Fifteen years ago I used La Cie desktop drives without issue. I bought these despite a spotty reputation, at the time, for their bus-powered drives.

Ten years ago I started using Glyph drives because they were rackmountable. I've had two issues with cooling-fans beginning to fail (same model, close serial numbers). The company sent me replacement fans with 48-hour shipping, free of charge. They also offer some basic data recovery as part of their 3-year warranty. I continue to use their platter drives as my primary working storage. All their bus-powered drives have either sufficient USB cabling to ensure full power or come with an external power supply. I have also purchased a couple of their SSDs. I am happy to report that these have not suffered any typical SSD degredation (as I have experienced with MULTIPLE SanDisk Extreme external SSDs). They are HELLA expensive, though, so I only spec them for mission-critical work and make sure their cost is included in any scope of work I send to a client.

### [TO-DO LIST]
1) For each statement, say yes or no according to the drive review, and quote the words of the review that decide it: (a) Glyph sent replacement fans at no charge. (b) The writer uses Glyph SSDs for all work. (c) The La Cie drives caused the writer problems.
2) Name every drive brand mentioned in the drive review.
3) Reproduce the passage of the drive review that opens with the words containing "Ten years ago" and closes with "to a client.".
None of the pointing entries is needed here.

Pointing records

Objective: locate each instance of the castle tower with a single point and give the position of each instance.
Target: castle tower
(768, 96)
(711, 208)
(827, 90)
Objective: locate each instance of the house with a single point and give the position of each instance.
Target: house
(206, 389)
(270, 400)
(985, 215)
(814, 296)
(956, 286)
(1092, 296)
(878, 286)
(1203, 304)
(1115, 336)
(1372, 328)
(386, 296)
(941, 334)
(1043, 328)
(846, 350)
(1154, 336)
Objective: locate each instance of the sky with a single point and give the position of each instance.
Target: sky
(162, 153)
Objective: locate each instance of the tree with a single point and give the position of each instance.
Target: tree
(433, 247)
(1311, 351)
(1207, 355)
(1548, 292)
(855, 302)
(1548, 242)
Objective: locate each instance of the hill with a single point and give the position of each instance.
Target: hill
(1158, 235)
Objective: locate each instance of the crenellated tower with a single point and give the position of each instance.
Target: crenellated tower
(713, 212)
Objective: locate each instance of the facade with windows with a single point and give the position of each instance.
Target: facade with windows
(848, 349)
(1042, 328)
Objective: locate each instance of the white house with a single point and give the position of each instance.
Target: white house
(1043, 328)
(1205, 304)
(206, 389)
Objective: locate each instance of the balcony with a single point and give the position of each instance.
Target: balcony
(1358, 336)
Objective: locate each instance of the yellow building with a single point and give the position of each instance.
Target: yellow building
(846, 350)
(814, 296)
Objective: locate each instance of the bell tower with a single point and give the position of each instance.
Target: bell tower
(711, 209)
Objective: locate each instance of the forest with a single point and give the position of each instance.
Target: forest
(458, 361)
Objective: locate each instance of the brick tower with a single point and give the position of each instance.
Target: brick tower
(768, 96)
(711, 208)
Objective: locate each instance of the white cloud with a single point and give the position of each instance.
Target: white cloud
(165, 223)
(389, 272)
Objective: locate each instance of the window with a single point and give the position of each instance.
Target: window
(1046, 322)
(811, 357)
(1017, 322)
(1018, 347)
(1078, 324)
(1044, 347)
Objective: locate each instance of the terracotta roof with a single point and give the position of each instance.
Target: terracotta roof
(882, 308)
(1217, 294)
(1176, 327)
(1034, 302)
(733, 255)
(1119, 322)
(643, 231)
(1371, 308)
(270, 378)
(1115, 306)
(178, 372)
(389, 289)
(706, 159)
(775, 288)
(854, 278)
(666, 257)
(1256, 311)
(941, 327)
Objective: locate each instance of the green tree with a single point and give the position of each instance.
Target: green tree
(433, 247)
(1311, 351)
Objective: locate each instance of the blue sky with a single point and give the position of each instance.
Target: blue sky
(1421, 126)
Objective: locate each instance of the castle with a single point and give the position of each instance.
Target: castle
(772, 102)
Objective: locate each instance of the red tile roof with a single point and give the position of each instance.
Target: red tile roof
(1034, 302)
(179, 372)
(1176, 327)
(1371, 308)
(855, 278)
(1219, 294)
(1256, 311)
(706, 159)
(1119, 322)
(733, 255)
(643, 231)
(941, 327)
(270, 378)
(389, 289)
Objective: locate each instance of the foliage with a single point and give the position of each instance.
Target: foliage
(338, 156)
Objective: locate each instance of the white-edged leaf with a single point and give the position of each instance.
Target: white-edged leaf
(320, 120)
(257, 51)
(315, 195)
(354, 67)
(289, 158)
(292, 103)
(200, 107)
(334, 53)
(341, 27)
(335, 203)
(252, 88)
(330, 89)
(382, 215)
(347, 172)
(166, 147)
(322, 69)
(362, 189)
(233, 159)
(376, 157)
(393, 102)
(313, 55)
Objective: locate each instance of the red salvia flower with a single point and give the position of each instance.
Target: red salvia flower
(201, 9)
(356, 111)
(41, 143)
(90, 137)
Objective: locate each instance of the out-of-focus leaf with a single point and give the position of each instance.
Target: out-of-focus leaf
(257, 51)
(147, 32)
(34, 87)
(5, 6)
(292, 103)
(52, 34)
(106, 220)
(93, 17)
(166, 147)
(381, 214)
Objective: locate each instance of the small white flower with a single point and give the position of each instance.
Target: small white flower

### [THE SOLUTIONS]
1)
(a) Yes: "The company sent me replacement fans with 48-hour shipping, free of charge."
(b) No: "so I only spec them for mission-critical work"
(c) No: "Fifteen years ago I used La Cie desktop drives without issue."

2) La Cie, Glyph, SanDisk

3)
Ten years ago I started using Glyph drives because they were rackmountable. I've had two issues with cooling-fans beginning to fail (same model, close serial numbers). The company sent me replacement fans with 48-hour shipping, free of charge. They also offer some basic data recovery as part of their 3-year warranty. I continue to use their platter drives as my primary working storage. All their bus-powered drives have either sufficient USB cabling to ensure full power or come with an external power supply. I have also purchased a couple of their SSDs. I am happy to report that these have not suffered any typical SSD degredation (as I have experienced with MULTIPLE SanDisk Extreme external SSDs). They are HELLA expensive, though, so I only spec them for mission-critical work and make sure their cost is included in any scope of work I send to a client.